### WHAT YOU ARE ASKED TO DO
Output, unchanged, the stretch of records from the line containing "Segment the target" through the line containing "box: [93, 124, 171, 258]".

### DATA RECORDS
........
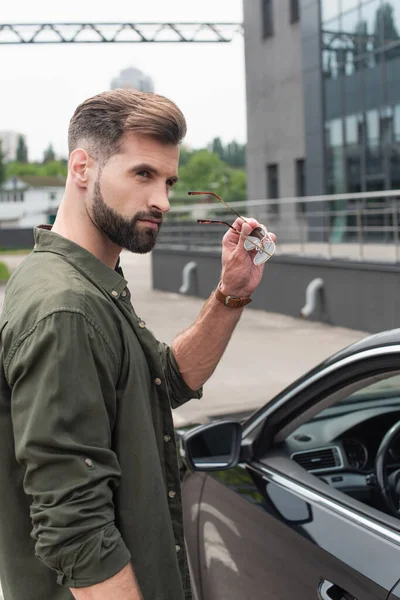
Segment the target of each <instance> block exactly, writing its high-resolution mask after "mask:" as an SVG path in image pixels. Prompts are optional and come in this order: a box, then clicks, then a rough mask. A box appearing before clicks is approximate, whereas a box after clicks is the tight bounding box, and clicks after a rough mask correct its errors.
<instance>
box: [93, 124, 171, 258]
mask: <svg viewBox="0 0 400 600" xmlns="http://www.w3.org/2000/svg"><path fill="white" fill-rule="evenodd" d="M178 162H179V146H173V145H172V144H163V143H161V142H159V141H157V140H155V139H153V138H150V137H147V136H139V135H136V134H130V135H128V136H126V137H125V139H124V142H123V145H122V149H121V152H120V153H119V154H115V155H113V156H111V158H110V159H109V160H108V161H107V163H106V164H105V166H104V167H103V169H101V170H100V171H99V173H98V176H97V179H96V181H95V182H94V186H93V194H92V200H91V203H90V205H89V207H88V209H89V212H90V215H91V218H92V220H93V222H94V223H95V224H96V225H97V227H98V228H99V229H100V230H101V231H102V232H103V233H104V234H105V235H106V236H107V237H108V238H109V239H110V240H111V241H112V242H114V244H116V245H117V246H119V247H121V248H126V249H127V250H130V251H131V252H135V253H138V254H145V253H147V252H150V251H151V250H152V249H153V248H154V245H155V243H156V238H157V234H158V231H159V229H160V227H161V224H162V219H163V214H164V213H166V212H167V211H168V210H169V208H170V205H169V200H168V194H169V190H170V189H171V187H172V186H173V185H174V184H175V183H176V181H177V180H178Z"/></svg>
........
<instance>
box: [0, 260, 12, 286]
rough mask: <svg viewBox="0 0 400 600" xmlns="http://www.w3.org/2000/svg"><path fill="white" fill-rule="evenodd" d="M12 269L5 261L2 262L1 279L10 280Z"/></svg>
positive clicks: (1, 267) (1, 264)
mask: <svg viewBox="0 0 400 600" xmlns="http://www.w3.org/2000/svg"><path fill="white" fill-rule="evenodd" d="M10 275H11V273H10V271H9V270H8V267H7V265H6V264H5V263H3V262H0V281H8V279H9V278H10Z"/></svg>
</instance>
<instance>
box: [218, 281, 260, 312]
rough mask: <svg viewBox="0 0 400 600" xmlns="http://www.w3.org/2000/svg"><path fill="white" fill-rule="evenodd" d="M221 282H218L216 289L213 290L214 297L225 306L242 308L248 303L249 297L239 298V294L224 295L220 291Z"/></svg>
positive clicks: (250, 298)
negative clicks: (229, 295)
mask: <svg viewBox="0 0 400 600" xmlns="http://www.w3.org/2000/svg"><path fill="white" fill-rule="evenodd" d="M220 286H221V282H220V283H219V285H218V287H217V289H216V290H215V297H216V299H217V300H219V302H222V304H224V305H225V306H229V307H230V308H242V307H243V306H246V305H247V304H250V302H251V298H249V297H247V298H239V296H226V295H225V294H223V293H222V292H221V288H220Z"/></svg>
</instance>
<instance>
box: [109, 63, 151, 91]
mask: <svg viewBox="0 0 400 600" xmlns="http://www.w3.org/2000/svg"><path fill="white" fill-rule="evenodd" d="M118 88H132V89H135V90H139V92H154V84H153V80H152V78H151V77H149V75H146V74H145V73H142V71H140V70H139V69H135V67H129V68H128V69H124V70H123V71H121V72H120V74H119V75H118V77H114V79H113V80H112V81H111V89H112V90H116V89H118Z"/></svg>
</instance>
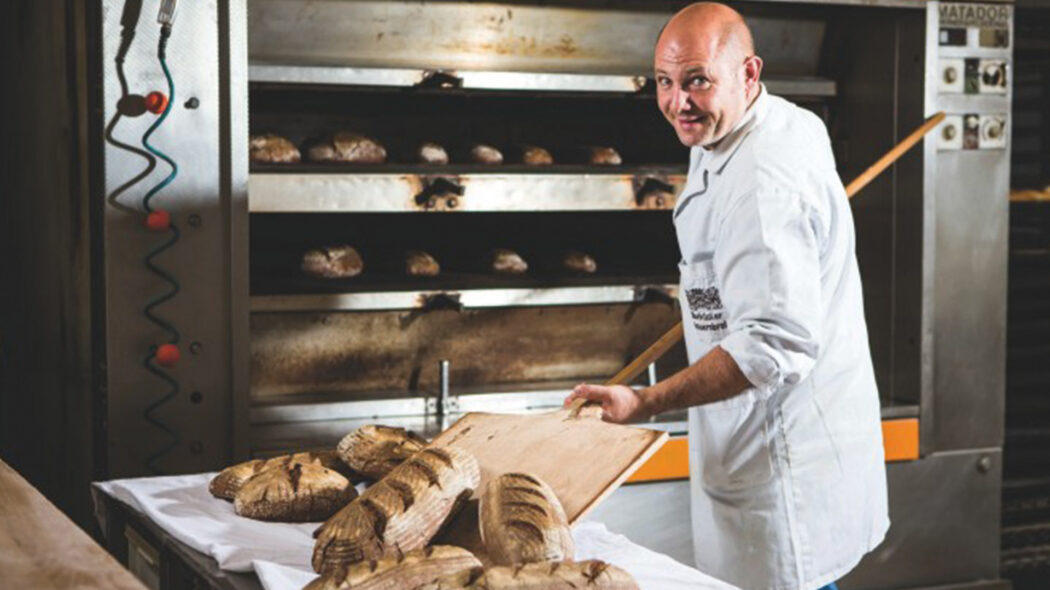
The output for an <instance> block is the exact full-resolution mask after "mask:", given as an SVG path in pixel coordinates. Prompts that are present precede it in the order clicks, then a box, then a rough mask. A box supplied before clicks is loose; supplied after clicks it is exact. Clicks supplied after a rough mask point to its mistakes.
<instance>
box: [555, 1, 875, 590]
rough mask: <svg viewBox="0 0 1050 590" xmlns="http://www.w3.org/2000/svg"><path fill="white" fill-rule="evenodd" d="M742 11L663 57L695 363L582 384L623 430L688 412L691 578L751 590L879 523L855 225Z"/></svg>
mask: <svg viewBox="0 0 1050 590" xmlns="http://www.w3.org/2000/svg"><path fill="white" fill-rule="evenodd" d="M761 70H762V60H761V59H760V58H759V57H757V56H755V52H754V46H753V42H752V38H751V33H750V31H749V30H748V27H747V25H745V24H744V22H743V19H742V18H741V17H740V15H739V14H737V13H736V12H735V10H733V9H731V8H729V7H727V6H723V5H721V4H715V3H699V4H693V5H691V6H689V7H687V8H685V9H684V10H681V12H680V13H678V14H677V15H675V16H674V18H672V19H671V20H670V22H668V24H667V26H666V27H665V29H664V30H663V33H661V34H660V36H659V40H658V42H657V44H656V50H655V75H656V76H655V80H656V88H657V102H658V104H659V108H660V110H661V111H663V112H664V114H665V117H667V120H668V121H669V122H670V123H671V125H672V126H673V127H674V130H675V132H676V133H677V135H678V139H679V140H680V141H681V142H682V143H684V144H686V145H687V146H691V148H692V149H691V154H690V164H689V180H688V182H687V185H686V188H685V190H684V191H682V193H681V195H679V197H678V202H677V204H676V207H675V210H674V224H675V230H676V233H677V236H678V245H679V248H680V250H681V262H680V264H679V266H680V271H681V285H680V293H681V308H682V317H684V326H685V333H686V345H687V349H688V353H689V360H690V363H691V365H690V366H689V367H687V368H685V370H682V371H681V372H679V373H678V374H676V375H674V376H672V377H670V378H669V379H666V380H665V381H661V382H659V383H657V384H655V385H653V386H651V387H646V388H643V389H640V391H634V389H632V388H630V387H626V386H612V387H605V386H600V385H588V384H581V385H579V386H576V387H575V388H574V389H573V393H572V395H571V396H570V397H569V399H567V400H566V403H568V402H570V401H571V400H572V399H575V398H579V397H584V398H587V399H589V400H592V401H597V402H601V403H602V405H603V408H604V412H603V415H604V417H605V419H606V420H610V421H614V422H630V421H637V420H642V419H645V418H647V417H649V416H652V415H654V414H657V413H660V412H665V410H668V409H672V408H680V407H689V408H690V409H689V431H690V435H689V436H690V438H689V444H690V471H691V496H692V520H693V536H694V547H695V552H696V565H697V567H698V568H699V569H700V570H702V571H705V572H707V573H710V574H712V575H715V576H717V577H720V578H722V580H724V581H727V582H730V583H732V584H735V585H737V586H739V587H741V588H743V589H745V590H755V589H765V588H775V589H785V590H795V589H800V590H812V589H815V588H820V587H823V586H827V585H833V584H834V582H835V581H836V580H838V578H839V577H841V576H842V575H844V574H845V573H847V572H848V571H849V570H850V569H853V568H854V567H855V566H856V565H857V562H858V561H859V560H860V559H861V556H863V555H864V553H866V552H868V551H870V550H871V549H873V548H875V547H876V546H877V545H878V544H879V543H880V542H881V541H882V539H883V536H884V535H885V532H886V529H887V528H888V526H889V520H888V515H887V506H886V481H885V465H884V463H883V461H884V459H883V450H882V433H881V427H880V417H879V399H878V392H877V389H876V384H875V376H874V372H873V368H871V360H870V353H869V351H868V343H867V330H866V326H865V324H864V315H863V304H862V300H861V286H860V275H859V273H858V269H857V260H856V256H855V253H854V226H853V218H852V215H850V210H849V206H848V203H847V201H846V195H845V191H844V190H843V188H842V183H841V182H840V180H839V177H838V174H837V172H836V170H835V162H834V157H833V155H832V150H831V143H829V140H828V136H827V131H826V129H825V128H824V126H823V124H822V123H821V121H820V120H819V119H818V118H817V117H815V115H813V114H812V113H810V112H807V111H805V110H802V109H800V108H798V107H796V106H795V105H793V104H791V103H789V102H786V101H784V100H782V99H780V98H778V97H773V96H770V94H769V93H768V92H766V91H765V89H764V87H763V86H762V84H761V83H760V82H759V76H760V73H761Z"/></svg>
........
### OUTPUT OF THE EXERCISE
Segment the target of each <instance> block exactly, writing its high-resolution mask after "mask:" as an SVG path in image pixels. Prompts are optional and come in this order: a box, then clicks, then a rough mask. A box appearing before clicks is approximate, whereas a box after clicks is the tight bounding box, and clicks after a rough mask correct its errors.
<instance>
box: [93, 124, 171, 258]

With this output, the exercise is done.